--- Start Task material ---

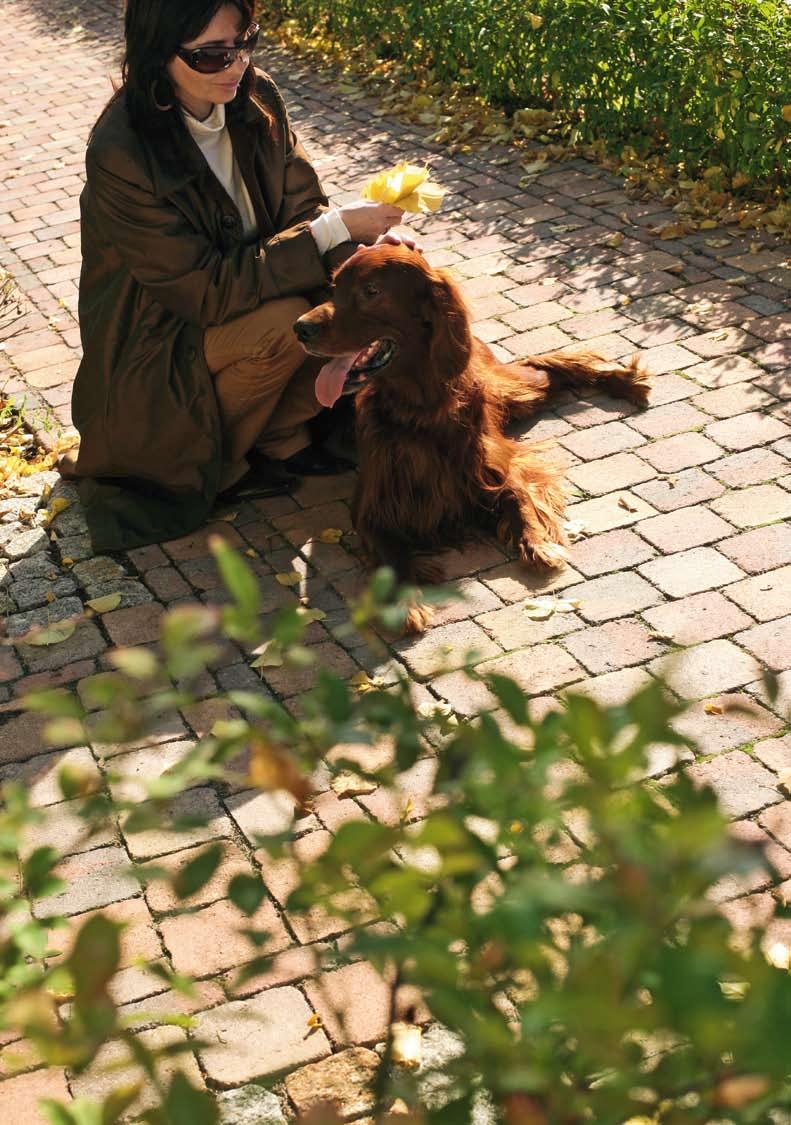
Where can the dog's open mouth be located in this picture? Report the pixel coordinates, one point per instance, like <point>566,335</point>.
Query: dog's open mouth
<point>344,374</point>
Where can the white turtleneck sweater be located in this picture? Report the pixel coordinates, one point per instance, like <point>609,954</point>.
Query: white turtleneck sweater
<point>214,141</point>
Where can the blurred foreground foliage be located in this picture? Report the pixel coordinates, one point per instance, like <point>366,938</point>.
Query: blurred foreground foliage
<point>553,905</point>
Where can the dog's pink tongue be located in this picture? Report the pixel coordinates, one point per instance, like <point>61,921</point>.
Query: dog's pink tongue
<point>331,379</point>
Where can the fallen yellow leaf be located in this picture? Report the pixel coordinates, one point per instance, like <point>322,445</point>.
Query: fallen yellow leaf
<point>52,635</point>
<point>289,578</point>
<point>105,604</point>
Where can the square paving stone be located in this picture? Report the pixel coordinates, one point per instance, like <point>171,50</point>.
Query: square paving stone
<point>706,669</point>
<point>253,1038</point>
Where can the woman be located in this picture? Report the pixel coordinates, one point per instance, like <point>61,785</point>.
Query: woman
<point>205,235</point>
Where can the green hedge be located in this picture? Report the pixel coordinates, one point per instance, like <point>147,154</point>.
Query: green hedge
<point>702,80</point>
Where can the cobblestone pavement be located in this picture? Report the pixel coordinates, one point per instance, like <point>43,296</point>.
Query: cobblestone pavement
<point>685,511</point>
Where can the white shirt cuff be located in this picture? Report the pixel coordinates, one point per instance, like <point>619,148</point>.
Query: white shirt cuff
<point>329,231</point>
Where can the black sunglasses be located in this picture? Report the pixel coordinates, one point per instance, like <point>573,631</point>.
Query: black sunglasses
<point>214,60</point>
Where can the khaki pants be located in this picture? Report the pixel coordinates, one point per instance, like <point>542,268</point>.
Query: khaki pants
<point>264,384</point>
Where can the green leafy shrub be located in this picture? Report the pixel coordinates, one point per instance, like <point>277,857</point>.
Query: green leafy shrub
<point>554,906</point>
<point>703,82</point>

--- End Task material ---

:: Task requirements ::
Rescale the lines from the one containing "Where can the black" up to and including the last line, repeating each line with the requests included. Multiply every coordinate in the answers by 1.7 and round to whole numbers with halves rounded up, leaving the sample coordinates in the requests unchanged.

:: Reply ::
Where can the black sunglasses be located in this picture? Report the pixel coordinates, one point per instance, like <point>573,631</point>.
Query: black sunglasses
<point>364,102</point>
Where can the khaki pants be located in this picture? Report the pixel coordinates, one point per instance, like <point>542,268</point>.
Query: khaki pants
<point>449,653</point>
Where can the green leafy shrub be located in this picture? Report the pixel coordinates, one point per instance, like <point>277,857</point>.
Query: green leafy shrub
<point>942,1540</point>
<point>1195,139</point>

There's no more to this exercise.